══ Available records ══

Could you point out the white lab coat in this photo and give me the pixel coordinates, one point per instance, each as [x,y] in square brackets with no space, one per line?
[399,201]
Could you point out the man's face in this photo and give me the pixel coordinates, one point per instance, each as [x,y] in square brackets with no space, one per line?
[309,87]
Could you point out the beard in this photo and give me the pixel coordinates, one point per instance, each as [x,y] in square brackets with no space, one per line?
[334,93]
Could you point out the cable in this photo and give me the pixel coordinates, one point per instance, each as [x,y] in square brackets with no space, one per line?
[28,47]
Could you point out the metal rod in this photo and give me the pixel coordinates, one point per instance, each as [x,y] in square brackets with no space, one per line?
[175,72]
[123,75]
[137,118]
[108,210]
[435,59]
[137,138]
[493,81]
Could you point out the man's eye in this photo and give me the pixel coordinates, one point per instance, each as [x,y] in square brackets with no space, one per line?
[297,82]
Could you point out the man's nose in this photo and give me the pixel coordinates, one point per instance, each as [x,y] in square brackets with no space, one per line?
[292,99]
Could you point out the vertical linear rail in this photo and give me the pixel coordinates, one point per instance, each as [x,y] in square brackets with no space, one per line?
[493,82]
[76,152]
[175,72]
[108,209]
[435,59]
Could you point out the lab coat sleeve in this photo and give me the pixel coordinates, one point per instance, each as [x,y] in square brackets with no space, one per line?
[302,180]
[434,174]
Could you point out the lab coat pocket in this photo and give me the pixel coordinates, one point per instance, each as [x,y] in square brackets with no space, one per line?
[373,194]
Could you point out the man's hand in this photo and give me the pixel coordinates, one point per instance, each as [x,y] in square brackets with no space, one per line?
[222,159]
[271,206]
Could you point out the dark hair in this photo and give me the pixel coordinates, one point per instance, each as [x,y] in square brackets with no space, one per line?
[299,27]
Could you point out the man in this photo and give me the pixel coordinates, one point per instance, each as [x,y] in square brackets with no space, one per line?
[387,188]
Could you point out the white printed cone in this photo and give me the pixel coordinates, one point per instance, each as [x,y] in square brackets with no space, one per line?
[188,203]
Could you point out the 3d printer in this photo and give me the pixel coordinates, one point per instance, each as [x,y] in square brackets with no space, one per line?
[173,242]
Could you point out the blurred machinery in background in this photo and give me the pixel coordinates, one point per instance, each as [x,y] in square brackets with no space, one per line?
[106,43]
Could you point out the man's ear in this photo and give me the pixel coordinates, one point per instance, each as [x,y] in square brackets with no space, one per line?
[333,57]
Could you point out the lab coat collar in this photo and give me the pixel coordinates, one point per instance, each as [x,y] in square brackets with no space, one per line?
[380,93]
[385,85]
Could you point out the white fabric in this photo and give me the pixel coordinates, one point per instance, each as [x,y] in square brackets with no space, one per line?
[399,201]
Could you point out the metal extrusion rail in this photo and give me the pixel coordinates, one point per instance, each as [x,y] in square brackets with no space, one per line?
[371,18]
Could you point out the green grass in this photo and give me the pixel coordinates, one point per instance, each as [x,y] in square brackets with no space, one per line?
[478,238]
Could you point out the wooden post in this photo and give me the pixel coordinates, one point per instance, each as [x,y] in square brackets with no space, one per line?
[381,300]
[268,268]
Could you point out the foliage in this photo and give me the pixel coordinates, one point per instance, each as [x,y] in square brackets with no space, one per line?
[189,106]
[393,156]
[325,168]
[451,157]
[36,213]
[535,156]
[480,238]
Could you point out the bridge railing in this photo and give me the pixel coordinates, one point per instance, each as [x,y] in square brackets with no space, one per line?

═══

* [Activity]
For every entry above, write out an exact copy.

* [Result of this task]
Could you point out the white lab coat in this photo and give me the pixel coordinates, one point per instance, each as [x,y] in square brackets with no space, one per line?
[399,201]
Could you point out the man's face in this photo and give me the pixel coordinates, one point per instance, each as [x,y] in square brackets with no space, one per line?
[309,87]
Could you point out the beard in this photo and give me the pixel coordinates, one point per instance, each as [x,y] in square brackets with no space, one per line?
[334,93]
Could you point out the cable in this photo and give me the pixel coordinates, one point per instance, each as [x,y] in square brackets with no space, one per line?
[28,47]
Could you point out the metal rod in this photo and give me the pixel coordinates, one point per instance, each as [x,y] in square brackets with no space, one per line?
[175,72]
[123,75]
[137,118]
[108,210]
[435,59]
[137,138]
[493,81]
Could you point out the man's eye in this photo and give me the pixel coordinates, one point per instance, each as [x,y] in square brackets with no space, one per line?
[297,82]
Could you point out the man's nose in this photo and give me the pixel coordinates, one point per instance, each as [x,y] in square brackets with no space, one per line?
[292,99]
Could you point out the vertical linear rail in this photo and give me the pixel coordinates, one point per instance, each as [x,y] in square brackets with no space, one per line?
[493,82]
[76,152]
[175,72]
[108,209]
[435,59]
Could you point out the lab coat sleeve in this photo and give me the pixel coordinates, one point per instance, each as [x,y] in square brackets with no space, one per line?
[302,180]
[434,174]
Could you point out the lab coat pocket in this photo and give me the pixel coordinates, one point per instance, each as [x,y] in square brackets with no space, one per line?
[373,194]
Could you point out the man's hand in this photo and give me the pixel coordinates, one point per instance, each as [x,y] in square brackets with no space, one per line?
[222,159]
[271,206]
Could you point out the dark hair in this photo and give me the pixel coordinates, one point per instance, each as [x,y] in square brackets with no space, one per line?
[299,27]
Could you point out the man in this photo and give me the pixel coordinates, one point per instance, each as [x,y] in square brackets with no space, one per line?
[387,188]
Could you point out the white printed cone in this photo and give me the pixel coordinates, one point per instance, each as [x,y] in square brackets with no space, one per line?
[188,203]
Could you point out the 3d printer in this photo and give me the pixel coordinates, one point per instance, each as [x,y] in square brackets with no space, one per line?
[173,242]
Could you point out the blurred machinery in background in this photo and give me the pixel coordinates, one point per instance, each as [x,y] in square brackets with no space, one per line?
[106,43]
Could you point out the man's ear in this photo and give me the pixel coordinates, one point per instance, each as [x,y] in square brackets with no space, one per line?
[333,57]
Could you point out the lab coat collar in this photo and give me the pixel coordinates, one point per instance, each as [x,y] in square brackets with no space, one per line?
[380,93]
[385,85]
Could you point out the white fabric in this photo and give me the pixel coordinates, one point per instance, each as [x,y] in square brackets with no space, one per line?
[399,201]
Could you point out the metal extrusion rail in this photo and give me the pixel coordinates, one point per instance, each as [x,y] in square brackets with no space, one per line?
[371,18]
Could you point out the green grass in this photo and give me the pixel coordinates, one point per instance, each as [x,y] in square brackets with no space, one per line?
[478,238]
Could you point out the wooden post in this photo and give me the pixel coordinates, one point per instance, each as [x,y] in square brackets with no space, one per line?
[381,300]
[268,268]
Could you point out the foliage in this photo and give me the pixel coordinates, one point per instance, each as [x,y] in square brackets with no space, one per line?
[189,106]
[393,156]
[325,168]
[451,157]
[36,213]
[535,156]
[480,238]
Could you point out the bridge railing in this photo and give me the pixel coordinates, one point per instance, each as [x,y] in square brackets with no space, one per line?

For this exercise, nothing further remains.